## Zu erledigen:
[A] Gib aus dem Reisebericht über Tel Aviv den Abschnitt von „Zerstärkt machen sich“ bis einschließlich „fahren zu lassen.“ wörtlich wieder.
[B] Setze den Reisebericht über Tel Aviv im Anschluss an seinen letzten Satz fort.

Gewaschen und gekämmt machen sich die Wandervögel auf Erkundungstour und Nahrungssuche. Der Weg führt zu einem Markt, dessen Angebotspalette von Backwaren über Gewürze bis hin zu frischen Speisen reicht. Dazwischen die komplette Bandbreite chinesischer Billigartikel. Als Stärkung der Wahl haben die Reisenden das laut Herstellerangaben „best Kebab in Tel Aviv“ auserkoren. Von den drei servierten Frikadellen mit Gemüsebeilage sollen die Reisenden schließlich den ganzen Tag etwas haben: wie Wackersteine liegt das Fleisch im Magen. Besonders hart trifft es Wandervogel 1, die den Tag aufstoßend verbringt. *burps*

Zerstärkt machen sich die Wandervögel auf in das Innere der Stadt, deren Architektur Weltruhm genießt. Einerseits verständlich, wenn sich so viel Bauhaus-Architektur auf engem Raum versammelt. Andererseits völlig unverständlich, denn kaum etwas ist so langweilig anzusehen wie Bauhaus-Architektur. So schlendern die beiden entlang des Rothschild Boulevard vorbei an Cafés mit überteuerten Heißgetränken und Backwaren, genießen im Rahmen der Möglichkeiten ihrer Ignoranz die modulare Architektur und versuchen sich dabei nicht von den E-Bike-Rasern über den Haufen fahren zu lassen.

## Extrahierte Daten:
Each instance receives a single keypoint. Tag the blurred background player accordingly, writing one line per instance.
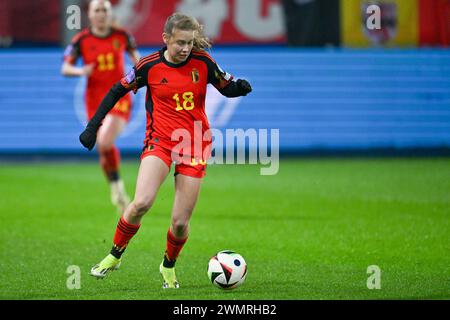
(102, 47)
(176, 77)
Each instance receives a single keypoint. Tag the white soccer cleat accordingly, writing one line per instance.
(119, 196)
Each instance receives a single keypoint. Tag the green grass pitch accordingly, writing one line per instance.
(309, 232)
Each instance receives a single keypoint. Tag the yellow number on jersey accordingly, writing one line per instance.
(106, 62)
(188, 101)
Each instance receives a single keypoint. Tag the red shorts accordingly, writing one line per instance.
(190, 167)
(121, 109)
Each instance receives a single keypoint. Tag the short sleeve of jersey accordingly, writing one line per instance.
(73, 51)
(216, 76)
(131, 42)
(134, 79)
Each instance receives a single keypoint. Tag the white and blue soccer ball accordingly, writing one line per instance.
(227, 269)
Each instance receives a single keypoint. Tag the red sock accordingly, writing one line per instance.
(124, 232)
(173, 248)
(110, 162)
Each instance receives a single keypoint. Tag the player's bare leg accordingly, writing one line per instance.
(187, 190)
(110, 159)
(152, 173)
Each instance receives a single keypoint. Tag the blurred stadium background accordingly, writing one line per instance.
(330, 85)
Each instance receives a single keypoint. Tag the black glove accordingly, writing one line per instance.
(88, 137)
(244, 86)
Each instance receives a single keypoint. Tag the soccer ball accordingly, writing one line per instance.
(227, 269)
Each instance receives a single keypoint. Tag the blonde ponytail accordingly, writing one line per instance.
(183, 22)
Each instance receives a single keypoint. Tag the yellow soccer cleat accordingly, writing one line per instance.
(169, 277)
(110, 263)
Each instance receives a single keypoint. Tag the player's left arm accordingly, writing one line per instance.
(134, 56)
(225, 84)
(132, 49)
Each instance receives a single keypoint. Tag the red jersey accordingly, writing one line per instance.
(108, 55)
(176, 95)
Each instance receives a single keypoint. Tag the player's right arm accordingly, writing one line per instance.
(134, 80)
(71, 55)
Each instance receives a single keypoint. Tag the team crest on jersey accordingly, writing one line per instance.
(195, 75)
(116, 44)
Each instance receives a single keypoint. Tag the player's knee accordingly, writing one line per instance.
(141, 206)
(180, 226)
(103, 145)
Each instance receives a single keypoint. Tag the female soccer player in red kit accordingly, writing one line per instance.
(102, 48)
(176, 78)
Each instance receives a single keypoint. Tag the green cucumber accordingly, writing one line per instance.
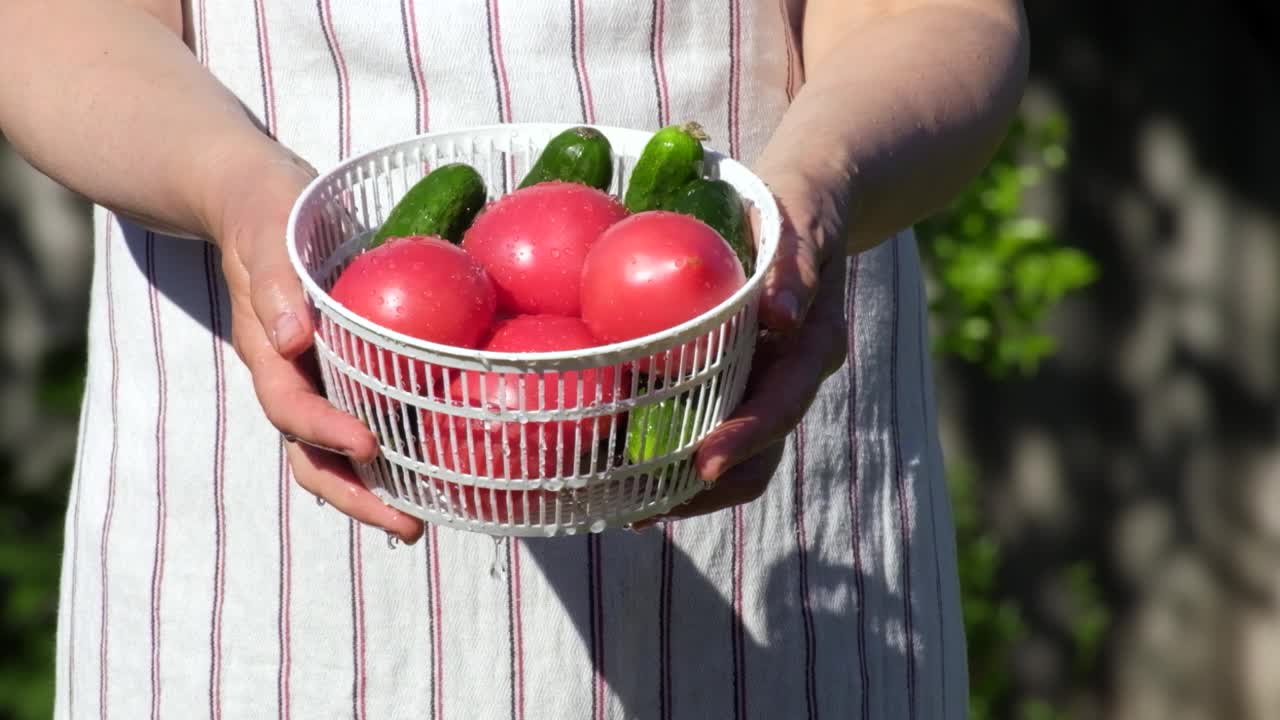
(671, 158)
(442, 204)
(581, 155)
(653, 431)
(717, 204)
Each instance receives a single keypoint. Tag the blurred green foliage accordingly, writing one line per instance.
(31, 545)
(996, 272)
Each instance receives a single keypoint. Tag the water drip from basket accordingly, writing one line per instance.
(498, 569)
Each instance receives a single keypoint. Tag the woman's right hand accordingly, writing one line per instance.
(272, 331)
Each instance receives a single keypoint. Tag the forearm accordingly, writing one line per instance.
(901, 112)
(108, 101)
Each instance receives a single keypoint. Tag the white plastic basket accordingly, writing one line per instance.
(545, 469)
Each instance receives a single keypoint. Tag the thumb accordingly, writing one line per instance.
(275, 291)
(791, 282)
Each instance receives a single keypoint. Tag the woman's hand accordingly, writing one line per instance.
(804, 341)
(273, 333)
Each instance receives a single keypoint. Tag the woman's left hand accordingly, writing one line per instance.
(804, 341)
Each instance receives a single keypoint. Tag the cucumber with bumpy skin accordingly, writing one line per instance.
(442, 204)
(654, 431)
(581, 155)
(717, 204)
(671, 158)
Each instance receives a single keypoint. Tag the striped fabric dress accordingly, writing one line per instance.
(199, 580)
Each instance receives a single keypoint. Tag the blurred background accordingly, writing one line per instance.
(1106, 320)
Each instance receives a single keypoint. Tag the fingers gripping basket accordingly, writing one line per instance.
(609, 432)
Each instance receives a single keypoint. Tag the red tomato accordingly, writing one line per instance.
(654, 270)
(423, 287)
(533, 244)
(502, 391)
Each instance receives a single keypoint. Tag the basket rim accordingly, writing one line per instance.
(705, 322)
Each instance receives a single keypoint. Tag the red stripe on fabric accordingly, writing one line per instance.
(810, 679)
(580, 62)
(215, 639)
(103, 678)
(499, 62)
(437, 624)
(202, 44)
(659, 26)
(74, 554)
(923, 358)
(339, 64)
(360, 682)
(161, 402)
(735, 80)
(739, 634)
(597, 624)
(786, 35)
(283, 619)
(899, 481)
(264, 58)
(415, 63)
(517, 647)
(851, 364)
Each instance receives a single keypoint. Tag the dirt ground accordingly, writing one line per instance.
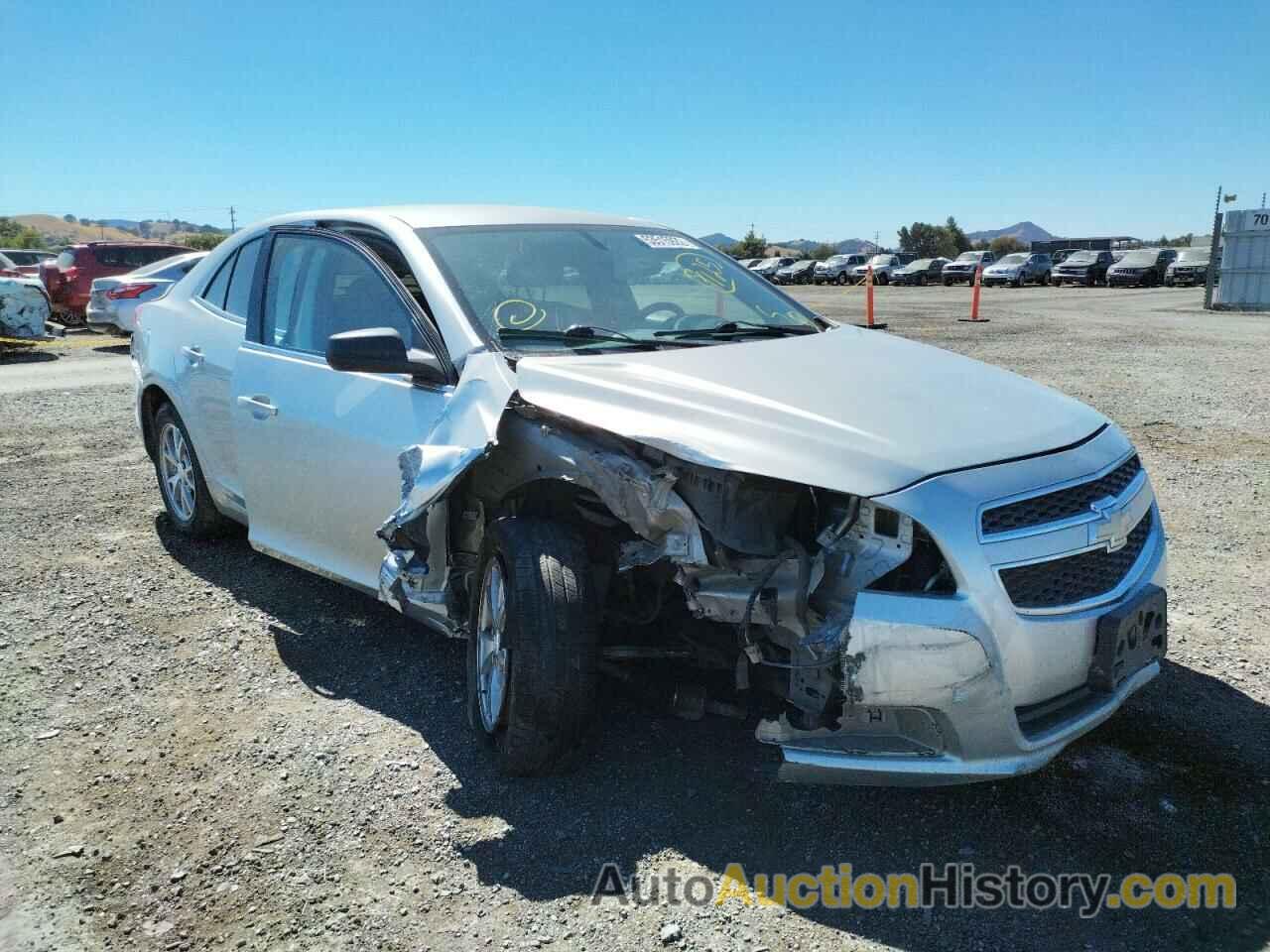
(203, 748)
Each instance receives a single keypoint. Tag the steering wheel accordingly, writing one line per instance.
(676, 311)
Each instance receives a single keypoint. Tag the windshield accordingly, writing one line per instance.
(1139, 258)
(552, 278)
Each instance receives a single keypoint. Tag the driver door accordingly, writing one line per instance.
(318, 447)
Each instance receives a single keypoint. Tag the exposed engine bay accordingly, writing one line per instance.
(743, 585)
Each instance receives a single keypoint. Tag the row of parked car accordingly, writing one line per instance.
(98, 284)
(1144, 267)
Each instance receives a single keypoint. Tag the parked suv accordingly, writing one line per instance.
(1143, 268)
(1086, 268)
(414, 403)
(883, 266)
(924, 271)
(70, 276)
(770, 266)
(964, 267)
(838, 270)
(1017, 270)
(1189, 268)
(797, 273)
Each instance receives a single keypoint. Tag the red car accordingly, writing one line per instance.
(70, 277)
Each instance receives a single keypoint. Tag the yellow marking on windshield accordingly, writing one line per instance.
(705, 271)
(521, 321)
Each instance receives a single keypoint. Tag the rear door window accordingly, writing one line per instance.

## Antworten je Aufgabe:
[A]
Zerstärkt machen sich die Wandervögel auf in das Innere der Stadt, deren Architektur Weltruhm genießt. Einerseits verständlich, wenn sich so viel Bauhaus-Architektur auf engem Raum versammelt. Andererseits völlig unverständlich, denn kaum etwas ist so langweilig anzusehen wie Bauhaus-Architektur. So schlendern die beiden entlang des Rothschild Boulevard vorbei an Cafés mit überteuerten Heißgetränken und Backwaren, genießen im Rahmen der Möglichkeiten ihrer Ignoranz die modulare Architektur und versuchen sich dabei nicht von den E-Bike-Rasern über den Haufen fahren zu lassen.

[B]
Abseits der Flaniermeilen macht Tel Aviv bei Windstärken in der Nebensaison einen abgeranzten Eindruck. Womöglich ist es der Fluch von Alicante, der auf so vielen Küstenstädten lastet. Gleichgültige Raucher und im Müll wühlende streunende Katzen zwischen Häuserfronten, denen schon mit einer Kelle Beton und einem Eimer Farbe viel geholfen wäre. Aber warum kümmern, wenn man täglich zehn Sonnenstunden am Strand abhängen und zwischendurch Touristen die Schekel mit hanebüchenen Preisen aus der Tasche ziehen kann. „How much is that Keks, please?“ „That Keks? That Keks is twelve Schekel!“ „Twelve Schekel? That’s three Euros? It‘s just a normal Keks!“ Die Wandervögel verlassen den Backwarenladen.

Der Fußmarsch führt in den hutzeligen Teil von Tel Aviv, der schon eher den gehobenen Urlaubs-Ansprüchen entspricht. Altstadtgassen mit inhabergeführten Geschäften, die Nippes und Spülmaschinen verkaufen. Noch ein wenig hutzeliger an der Grenze zum tatsächlich Schönen wird die Umgebung dann im mittelalterlichen Jaffa, wo man schon mit gusseisernen Kanonen auf Schiffe schoss, als an Tel Aviv noch nicht zu denken war. Doch es wäre keine Wandervogel-Tour, wenn nicht im Moment der Gegenwart des Schönen ratzfatz die Sonne unterginge. Irgendwas ist ja immer und wenn es nur kurze Tage sind.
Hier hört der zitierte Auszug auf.